Records of labeled points
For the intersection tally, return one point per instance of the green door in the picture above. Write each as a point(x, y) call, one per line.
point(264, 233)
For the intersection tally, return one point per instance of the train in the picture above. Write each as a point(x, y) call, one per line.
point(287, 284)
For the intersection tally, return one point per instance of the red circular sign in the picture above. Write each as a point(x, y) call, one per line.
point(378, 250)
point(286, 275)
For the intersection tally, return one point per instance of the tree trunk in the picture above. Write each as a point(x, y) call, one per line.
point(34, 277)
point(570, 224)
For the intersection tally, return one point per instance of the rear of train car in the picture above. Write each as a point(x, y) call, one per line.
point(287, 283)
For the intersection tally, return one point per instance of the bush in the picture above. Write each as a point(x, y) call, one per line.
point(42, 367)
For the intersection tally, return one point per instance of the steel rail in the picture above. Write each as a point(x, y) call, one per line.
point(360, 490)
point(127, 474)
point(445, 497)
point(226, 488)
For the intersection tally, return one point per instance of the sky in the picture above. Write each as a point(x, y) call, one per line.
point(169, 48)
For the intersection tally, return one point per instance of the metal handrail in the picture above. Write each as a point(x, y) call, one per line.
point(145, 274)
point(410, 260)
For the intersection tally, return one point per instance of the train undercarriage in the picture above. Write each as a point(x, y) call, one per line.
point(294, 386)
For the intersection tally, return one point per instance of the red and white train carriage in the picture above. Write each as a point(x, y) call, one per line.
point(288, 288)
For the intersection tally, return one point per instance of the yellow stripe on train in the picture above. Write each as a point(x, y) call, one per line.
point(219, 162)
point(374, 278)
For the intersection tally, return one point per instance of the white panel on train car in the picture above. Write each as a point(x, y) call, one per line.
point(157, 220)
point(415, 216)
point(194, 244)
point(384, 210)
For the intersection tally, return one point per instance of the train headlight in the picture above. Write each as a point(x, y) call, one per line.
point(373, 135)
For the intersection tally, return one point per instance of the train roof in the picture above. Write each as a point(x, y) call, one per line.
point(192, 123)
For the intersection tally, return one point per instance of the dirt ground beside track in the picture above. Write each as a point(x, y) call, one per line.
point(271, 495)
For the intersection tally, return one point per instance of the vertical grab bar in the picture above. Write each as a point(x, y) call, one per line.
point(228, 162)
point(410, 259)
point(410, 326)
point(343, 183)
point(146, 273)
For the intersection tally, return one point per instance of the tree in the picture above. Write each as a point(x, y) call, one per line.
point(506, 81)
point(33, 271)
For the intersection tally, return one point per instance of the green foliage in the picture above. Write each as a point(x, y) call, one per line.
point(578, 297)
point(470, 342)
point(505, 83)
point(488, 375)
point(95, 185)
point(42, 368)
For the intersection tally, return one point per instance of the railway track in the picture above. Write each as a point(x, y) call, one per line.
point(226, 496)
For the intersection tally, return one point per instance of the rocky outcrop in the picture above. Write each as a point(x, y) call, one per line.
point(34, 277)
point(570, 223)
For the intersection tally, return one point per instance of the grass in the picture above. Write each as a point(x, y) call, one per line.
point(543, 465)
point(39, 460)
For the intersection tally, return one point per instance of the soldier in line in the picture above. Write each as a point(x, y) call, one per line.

==

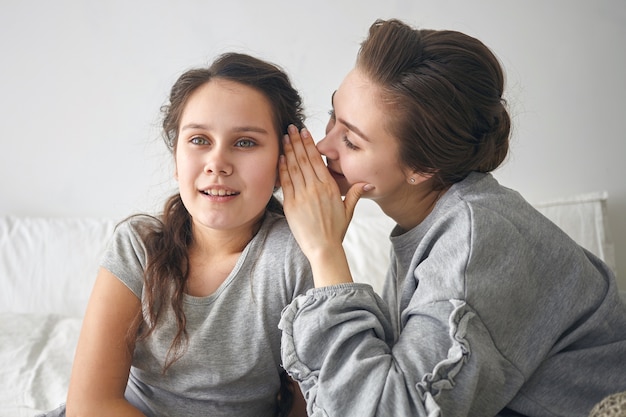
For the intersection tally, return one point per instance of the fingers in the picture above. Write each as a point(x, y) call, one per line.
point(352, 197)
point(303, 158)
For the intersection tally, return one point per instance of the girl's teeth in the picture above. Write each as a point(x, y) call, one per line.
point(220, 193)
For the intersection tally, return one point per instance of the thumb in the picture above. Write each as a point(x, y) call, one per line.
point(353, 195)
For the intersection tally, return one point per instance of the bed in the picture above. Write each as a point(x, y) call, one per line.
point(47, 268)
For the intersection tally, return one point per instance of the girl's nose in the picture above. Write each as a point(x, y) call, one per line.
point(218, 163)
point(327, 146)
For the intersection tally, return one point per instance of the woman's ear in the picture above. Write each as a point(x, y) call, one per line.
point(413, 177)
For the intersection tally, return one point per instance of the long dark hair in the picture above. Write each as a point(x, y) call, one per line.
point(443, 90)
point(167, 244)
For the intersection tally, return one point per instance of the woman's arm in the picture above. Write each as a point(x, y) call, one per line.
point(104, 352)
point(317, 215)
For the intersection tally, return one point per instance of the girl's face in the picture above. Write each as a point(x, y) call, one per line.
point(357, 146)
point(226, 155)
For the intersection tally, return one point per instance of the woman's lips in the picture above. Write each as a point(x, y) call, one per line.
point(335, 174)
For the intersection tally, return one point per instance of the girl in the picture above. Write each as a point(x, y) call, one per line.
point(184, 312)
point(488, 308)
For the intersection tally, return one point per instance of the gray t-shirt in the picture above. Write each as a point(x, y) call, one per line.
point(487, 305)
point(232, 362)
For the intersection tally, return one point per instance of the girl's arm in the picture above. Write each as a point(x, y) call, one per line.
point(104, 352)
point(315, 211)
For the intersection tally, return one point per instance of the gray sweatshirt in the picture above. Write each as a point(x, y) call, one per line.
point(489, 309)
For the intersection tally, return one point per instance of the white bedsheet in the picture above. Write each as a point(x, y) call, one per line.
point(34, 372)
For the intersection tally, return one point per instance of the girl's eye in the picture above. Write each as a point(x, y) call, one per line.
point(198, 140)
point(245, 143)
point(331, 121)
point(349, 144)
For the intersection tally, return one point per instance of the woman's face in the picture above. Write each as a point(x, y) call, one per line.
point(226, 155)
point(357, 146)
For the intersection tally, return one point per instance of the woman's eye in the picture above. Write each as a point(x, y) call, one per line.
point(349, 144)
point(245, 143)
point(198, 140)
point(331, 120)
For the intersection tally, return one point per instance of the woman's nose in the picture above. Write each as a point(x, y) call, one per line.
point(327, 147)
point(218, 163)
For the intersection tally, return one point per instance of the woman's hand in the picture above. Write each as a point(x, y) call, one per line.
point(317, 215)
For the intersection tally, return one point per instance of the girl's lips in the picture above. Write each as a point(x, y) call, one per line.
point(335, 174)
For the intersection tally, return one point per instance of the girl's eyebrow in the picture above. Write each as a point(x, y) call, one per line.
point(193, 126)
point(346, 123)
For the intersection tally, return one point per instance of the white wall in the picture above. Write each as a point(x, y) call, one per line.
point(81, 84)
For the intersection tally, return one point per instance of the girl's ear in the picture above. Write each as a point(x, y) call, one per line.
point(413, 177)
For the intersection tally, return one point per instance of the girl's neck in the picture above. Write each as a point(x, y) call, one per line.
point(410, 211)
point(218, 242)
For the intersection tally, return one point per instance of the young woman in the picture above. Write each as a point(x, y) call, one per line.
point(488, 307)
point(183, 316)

...

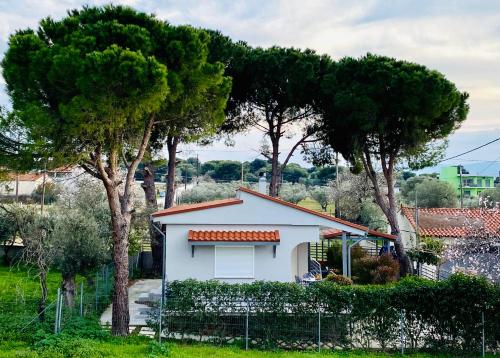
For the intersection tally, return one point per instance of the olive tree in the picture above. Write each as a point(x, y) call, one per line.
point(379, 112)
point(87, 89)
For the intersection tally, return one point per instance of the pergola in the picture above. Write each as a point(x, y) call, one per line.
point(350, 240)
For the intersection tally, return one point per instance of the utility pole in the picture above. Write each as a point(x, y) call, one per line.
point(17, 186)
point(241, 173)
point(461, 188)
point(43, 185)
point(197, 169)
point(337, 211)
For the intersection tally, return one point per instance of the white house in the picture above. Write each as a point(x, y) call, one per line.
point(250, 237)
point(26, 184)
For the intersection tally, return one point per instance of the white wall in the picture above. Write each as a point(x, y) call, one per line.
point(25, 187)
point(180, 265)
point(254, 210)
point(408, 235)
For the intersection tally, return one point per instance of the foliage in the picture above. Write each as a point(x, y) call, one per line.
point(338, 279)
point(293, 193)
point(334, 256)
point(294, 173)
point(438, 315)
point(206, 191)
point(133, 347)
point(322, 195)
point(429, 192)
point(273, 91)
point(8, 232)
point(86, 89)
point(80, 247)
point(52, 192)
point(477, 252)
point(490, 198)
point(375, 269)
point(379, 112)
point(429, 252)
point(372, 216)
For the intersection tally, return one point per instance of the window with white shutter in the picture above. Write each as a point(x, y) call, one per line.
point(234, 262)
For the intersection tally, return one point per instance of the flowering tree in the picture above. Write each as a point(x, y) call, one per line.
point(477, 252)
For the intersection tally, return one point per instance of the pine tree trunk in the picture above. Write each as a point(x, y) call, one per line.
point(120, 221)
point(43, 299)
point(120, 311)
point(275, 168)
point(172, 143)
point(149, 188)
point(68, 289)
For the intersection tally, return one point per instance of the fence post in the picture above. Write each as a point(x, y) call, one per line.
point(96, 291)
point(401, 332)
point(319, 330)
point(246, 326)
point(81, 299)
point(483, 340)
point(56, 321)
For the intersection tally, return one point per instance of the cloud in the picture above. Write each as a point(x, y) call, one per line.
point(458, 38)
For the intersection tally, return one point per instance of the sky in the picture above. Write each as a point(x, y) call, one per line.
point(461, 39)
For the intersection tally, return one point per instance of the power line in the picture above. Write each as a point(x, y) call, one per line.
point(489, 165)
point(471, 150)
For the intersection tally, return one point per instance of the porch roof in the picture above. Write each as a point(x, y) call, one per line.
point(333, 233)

# Stated problem
Update the records starting at the line that contains "of the thumb" and stopping after the line that contains "point(315, 211)". Put "lady's" wherever "woman's" appears, and keep everything else in those lines the same.

# Complete response
For the intersection tally, return one point per instance of the thumb in the picture above. Write each as a point(x, y) call, one per line.
point(353, 195)
For the intersection tally, return one point per instance of the bed in the picture above. Write each as a point(x, y) call, one per line.
point(47, 268)
For the intersection tally, return one point per instance of the girl's nose in the picture above. Write each as a point(x, y) call, one per line.
point(218, 163)
point(327, 146)
For the intersection tally, return one point per instance of the lady's ear in the picture above. Write each as a point(x, y) call, one per line.
point(413, 177)
For the intersection tally, return one point per instance of the long dark hair in the picture above. Write each as a point(x, y) call, one per line.
point(443, 90)
point(167, 244)
For the intersection tally, return one point per instance of the lady's arm in the picture above. Write each as a point(x, y) call, one per line.
point(104, 352)
point(317, 215)
For the intersection tally, return one point per instance of the girl's face in the picture above. Write each as a point(x, y) call, one per line.
point(357, 146)
point(226, 155)
For the intersection tally, return one point per instance of the lady's lips in the picture above. Write each as a point(x, y) call, one per line.
point(335, 174)
For the intersection tally, return one point per instance of the girl in the picture above. Write each as a point(x, y) call, one per line.
point(184, 312)
point(488, 308)
For the intersection tally, return one point per instance of the gray t-shirt in the picture above. Write each as a point(x, y) call, one per line.
point(487, 305)
point(232, 362)
For the intersection tally, return one point per instance of the girl's arm in the picture above. Write each as a point(x, y) call, one per line.
point(104, 352)
point(315, 211)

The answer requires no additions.